Reading passage:
-- START --
Tek-Tips is the largest IT community on the Internet today!

Members share and learn making Tek-Tips Forums the best source of peer-reviewed technical information on the Internet!

  • Congratulations sizbut on being selected by the Tek-Tips community for having the most helpful posts in the forums last week. Way to Go!

Greyscale PDFs in Quark separating into cmyk

Status
Not open for further replies.

ajacksonlv

Technical User
Apr 4, 2004
1
US
I am using Quark 5 and Acrobat 4. When we import a greyscale PDF into Quark and then print the document with spot color separations (colors are not part of the PDF, they are spot colors in headlines, etc.) the PDFs are separating into CMYK plates. I can't for the life of me figure out how to make a greyscale PDF stay on a black plate only. Also, many people send us color PDFs which we need to convert to greyscale since we are printing a 2 color newsletter. Is there an easy way to convert the PDF to greyscale?
 
I would suggest getting "Pitstop" from Enfocus. We receive a lot of pdf files from customers that we place into quark for imposition purposes. Pitstop allows editing of pdfs. Such as converting images to grayscale, CMYK etc. It has more features than I could go into here. I would guess that the pdf you are using may not be true grayscale and only "looks" grayscale. Pitstop will allow you to preflight all pdfs and correct.

The only problem we encounter with placing pdfs into quark, is that quark will not recognize spot colors from a pdf.
 
I have found that same issue with color .eps's, what I did was convert everything into tif's. I have not had a problem since I did that. I also convert all my pdf's as well. I found that a lot of companies do not know how to use acrobat corretly and do not embed their fonts which cause other problems down the road for me.
-- END --
Dataset content:
-- START --
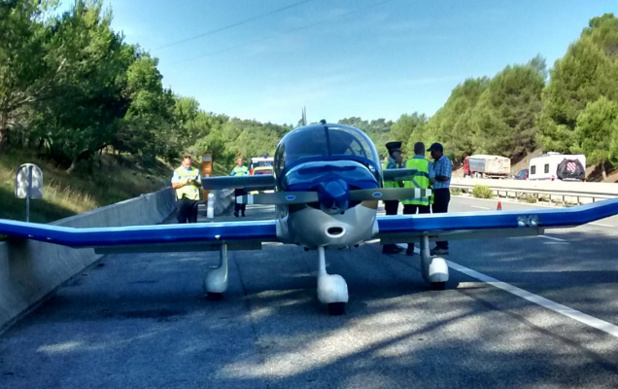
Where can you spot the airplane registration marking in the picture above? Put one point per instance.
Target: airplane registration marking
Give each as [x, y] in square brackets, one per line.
[574, 314]
[553, 238]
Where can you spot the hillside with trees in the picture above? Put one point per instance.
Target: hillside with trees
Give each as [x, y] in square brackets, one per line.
[72, 91]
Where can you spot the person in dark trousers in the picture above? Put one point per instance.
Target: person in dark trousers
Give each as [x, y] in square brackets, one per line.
[394, 161]
[424, 178]
[239, 170]
[441, 189]
[186, 182]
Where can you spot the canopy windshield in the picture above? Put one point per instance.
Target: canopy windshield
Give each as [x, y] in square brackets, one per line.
[323, 142]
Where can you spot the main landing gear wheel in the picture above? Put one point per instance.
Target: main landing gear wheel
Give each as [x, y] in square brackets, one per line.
[214, 296]
[336, 309]
[332, 288]
[216, 279]
[438, 286]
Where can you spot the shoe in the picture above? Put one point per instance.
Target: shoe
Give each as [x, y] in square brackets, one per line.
[438, 251]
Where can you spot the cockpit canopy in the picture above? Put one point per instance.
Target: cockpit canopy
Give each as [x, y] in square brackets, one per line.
[323, 142]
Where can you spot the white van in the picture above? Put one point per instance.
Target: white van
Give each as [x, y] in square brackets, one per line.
[555, 166]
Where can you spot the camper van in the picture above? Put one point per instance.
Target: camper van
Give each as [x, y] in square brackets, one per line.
[555, 166]
[261, 165]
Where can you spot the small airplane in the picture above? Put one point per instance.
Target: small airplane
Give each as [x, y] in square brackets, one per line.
[327, 184]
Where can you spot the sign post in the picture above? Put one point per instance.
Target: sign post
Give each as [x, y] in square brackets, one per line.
[29, 184]
[206, 172]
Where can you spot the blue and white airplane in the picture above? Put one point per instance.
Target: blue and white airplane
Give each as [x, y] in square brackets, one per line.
[327, 183]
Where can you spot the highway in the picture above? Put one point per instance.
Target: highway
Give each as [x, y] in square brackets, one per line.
[141, 321]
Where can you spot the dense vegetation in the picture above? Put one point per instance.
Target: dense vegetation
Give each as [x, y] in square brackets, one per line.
[72, 90]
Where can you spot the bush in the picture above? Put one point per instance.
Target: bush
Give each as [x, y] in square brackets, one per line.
[482, 192]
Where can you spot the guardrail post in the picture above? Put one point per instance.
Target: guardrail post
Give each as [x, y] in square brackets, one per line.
[210, 206]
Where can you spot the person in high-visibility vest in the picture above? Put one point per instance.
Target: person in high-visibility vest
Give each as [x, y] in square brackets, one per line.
[394, 161]
[422, 180]
[239, 170]
[186, 181]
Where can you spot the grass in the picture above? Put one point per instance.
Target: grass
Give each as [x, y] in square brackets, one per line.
[114, 178]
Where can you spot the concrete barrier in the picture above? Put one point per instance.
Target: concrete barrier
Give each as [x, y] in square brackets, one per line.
[564, 191]
[31, 271]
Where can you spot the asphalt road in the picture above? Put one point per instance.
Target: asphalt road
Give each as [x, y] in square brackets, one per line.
[141, 321]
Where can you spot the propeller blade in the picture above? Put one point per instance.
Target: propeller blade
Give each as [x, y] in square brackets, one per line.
[387, 194]
[279, 198]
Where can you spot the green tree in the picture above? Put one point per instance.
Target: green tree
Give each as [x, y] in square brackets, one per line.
[452, 125]
[504, 118]
[587, 71]
[593, 133]
[24, 74]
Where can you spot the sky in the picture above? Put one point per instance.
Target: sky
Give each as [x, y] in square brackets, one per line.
[266, 59]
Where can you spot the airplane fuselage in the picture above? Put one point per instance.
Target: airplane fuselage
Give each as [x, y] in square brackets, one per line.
[334, 221]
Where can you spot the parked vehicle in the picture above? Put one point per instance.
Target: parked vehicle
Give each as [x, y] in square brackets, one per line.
[487, 166]
[261, 165]
[521, 175]
[555, 166]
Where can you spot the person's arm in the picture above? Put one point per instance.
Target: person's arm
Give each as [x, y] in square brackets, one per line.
[198, 181]
[177, 182]
[444, 173]
[432, 174]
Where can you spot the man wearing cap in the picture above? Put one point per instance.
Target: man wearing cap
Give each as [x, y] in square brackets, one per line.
[186, 182]
[441, 189]
[394, 161]
[423, 179]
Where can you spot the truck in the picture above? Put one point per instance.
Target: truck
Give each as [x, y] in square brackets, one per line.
[555, 166]
[487, 166]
-- END --
The task:
Please name the program that one reply in the Quark forum thread recommends for editing PDFs, and the company that makes it. The material has no connection to the forum thread about Quark.

Reply to the exercise:
Pitstop, from Enfocus.